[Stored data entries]
-- Opening Marker --

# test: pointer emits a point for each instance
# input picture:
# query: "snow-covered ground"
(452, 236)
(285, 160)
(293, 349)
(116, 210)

-- Closing Marker --

- _Problem description_
All of the records above should be copied exactly.

- _Task answer_
# test: pointer emits a point for each instance
# input picture:
# query: "snow-covered ground"
(452, 236)
(285, 160)
(293, 349)
(116, 210)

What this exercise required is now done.